### Текст для чтения
===============

Баланчин: Чайковский считал, что Глинка был большой лентяй, мог бы гораздо больше написать, если бы был дисциплинированный человек. Я с этим не согласен, Глинка массу музыки написал. Он писал спокойно, не торопясь. Это по тем временам его считали лентяем, когда Римский-Корсаков каждый год по опере писал, массу нот. Глинка сочинил всего две оперы — «Жизнь за царя» и «Руслан и Людмила». «Руслана» я наизусть знаю. Я участвовал в танцах в постановке этой оперы вМариинском театре. «Жизнь за царя» советские переименовали в «Ивана Сусанина». Я только теперь раскусил, какое это замечательное произведение, а в юности больше «Русланом» восторгался. У Глинки много великолепной музыки, которую не очень часто теперь играют. Мы танцевали «Вальс-фантазию» Глинки, танцы из «Руслана». «Руслан» — это настоящий императорский ампир. Там есть влияние итальянской музыки, Бетховена. Я поставил эту оперу в Гамбурге. Дягилев тоже знал «Руслана» наизусть и жаловался, что на Западе Глинку не понимают. Дягилев говорил мне, что читал однажды во французской газете: «Глинка был бы неплох, если бы не заимствовал своих мелодий у Чайковского». Глинка умер, когда Чайковский еще не начал сочинять по-настоящему! Вот дураки эти критики!

===============

### Исходные данные
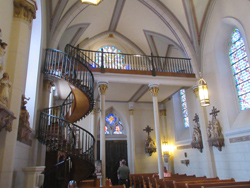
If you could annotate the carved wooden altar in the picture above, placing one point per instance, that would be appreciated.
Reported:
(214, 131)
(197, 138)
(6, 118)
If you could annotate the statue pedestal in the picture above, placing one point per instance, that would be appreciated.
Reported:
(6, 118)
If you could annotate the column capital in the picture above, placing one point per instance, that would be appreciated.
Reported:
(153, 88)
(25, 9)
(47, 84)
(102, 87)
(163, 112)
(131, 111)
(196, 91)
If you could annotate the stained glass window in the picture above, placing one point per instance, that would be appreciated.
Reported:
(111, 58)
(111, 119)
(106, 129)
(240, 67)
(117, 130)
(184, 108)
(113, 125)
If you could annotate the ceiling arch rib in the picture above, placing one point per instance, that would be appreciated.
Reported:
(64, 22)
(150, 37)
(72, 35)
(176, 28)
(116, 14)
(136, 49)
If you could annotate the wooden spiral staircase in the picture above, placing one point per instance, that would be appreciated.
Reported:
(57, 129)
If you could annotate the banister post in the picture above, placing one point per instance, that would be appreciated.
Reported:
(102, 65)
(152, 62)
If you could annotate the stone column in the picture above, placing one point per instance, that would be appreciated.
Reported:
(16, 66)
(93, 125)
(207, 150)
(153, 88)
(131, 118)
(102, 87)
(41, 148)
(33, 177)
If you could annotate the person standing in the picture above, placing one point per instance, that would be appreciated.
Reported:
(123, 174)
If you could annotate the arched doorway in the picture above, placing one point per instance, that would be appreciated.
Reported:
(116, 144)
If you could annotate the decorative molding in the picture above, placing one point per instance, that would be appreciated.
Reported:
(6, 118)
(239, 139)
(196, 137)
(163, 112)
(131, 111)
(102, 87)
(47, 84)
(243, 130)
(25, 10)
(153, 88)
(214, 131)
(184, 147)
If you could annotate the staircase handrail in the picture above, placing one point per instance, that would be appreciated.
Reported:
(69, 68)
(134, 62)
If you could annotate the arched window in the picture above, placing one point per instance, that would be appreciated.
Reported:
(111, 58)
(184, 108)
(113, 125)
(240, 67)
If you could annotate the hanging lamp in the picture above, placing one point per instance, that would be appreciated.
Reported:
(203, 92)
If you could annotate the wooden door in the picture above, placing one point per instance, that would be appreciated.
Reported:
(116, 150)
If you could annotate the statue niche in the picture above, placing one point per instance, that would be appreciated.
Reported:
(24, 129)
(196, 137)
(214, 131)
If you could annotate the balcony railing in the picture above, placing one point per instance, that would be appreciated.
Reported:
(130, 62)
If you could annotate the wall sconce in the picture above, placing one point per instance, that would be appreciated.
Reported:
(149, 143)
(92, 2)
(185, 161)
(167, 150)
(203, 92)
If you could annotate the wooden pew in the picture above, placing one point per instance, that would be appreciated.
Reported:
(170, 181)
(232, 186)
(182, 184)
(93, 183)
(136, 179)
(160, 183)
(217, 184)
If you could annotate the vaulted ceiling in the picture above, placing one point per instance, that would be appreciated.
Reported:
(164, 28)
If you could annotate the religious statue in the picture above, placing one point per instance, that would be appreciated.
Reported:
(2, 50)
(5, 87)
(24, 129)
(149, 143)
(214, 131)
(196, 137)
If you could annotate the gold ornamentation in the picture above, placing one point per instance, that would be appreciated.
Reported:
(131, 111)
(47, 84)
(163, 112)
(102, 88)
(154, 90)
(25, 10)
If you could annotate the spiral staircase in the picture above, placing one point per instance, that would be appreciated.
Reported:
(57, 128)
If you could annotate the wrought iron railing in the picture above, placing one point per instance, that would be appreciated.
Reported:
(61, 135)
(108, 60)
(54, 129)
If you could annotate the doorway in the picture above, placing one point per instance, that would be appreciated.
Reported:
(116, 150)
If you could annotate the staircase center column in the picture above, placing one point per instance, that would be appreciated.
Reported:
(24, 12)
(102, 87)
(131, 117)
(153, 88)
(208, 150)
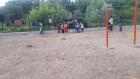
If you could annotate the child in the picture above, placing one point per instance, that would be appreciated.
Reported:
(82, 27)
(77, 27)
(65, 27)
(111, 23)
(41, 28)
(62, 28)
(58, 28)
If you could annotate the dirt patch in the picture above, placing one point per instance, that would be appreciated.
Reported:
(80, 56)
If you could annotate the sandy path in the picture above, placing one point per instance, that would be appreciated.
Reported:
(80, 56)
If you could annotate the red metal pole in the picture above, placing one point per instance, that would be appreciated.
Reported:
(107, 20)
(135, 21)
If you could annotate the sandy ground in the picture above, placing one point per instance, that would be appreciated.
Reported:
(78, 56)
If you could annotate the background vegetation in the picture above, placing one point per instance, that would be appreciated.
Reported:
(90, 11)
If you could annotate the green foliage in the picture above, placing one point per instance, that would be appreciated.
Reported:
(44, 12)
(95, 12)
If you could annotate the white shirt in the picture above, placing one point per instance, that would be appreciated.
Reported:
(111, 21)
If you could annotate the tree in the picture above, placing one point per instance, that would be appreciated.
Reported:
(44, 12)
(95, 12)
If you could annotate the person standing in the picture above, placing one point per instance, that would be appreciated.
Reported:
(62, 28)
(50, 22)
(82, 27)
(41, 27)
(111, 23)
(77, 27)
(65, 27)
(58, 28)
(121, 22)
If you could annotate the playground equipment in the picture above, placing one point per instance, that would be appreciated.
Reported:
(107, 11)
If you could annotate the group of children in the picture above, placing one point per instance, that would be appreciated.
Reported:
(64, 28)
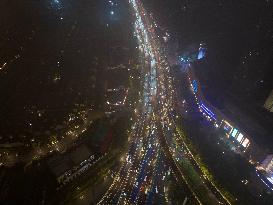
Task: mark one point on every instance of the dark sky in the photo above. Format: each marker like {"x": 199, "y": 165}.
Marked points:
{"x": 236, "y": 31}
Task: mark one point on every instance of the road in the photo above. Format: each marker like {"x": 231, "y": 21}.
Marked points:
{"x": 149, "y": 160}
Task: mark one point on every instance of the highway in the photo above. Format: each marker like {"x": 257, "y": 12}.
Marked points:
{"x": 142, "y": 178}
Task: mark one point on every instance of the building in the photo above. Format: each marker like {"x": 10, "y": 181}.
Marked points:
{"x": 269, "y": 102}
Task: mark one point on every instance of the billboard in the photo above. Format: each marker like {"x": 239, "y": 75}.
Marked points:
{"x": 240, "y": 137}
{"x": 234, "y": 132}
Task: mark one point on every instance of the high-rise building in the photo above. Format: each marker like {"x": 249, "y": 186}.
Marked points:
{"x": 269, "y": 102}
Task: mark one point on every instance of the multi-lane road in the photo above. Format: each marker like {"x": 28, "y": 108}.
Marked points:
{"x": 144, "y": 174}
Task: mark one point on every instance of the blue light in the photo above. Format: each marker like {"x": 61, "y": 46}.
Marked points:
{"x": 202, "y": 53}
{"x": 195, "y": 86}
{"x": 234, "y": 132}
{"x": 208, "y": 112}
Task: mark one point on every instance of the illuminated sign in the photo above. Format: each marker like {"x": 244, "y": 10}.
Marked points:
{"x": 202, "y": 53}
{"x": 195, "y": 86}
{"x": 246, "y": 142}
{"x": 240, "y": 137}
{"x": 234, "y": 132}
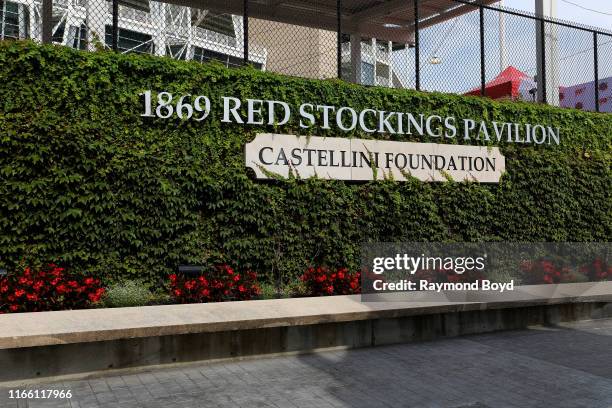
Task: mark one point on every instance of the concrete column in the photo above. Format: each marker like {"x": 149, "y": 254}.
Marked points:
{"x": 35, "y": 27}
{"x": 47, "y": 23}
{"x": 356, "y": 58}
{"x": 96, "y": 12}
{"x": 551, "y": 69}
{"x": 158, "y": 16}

===============

### Задания к работе
(a) Определите, соответствуют ли отрывку о Глинке утверждения: (i) Баланчин согласен с Чайковским, что Глинка был лентяем; (ii) Баланчин ставил «Руслана и Людмилу» в Гамбурге; (iii) Дягилев знал «Руслана» наизусть. На каждое ответьте «да» или «нет» и приведите решающие слова отрывка точной цитатой.
(b) Как, согласно отрывку о Глинке, советские переименовали оперу «Жизнь за царя»?
(c) Напишите продолжение отрывка о Глинке после его последнего предложения.
Данные представляют собой отдельный материал, не связанный с отрывком о Глинке.

### Ответы
(a)
(i) Нет: «Я с этим не согласен, Глинка массу музыки написал».
(ii) Да: «Я поставил эту оперу в Гамбурге».
(iii) Да: «Дягилев тоже знал «Руслана» наизусть».

(b) В «Ивана Сусанина».

(c)
Мой отец, грузинский композитор Мелитон Антонович Баланчивадзе, очень любил Глинку, заплатил за первое полное издание писем Глинки. Это было в Петербурге. Я тогда совсем маленький был. Отца даже так и называли — «грузинский Глинка». Он разбогател, выиграв сто тысяч в государственную лотерею. Отец, когда купил билет, то и не думал его проверять, а мама посмотрела и говорит: «Кажется, номер правильный!» — и стала посылать отца в государственный банк: «Иди и скажи, что это твое». Отец не хотел идти, очень стеснялся. Потом пошел все-таки и говорит в банке: «Посмотрите, пожалуйста, вот, говорят, что у меня номер правильный». А они: «Ну конечно! Что же вы не приходили? Вы сто тысяч выиграли!» И сразу же ему чек выдали на сто тысяч.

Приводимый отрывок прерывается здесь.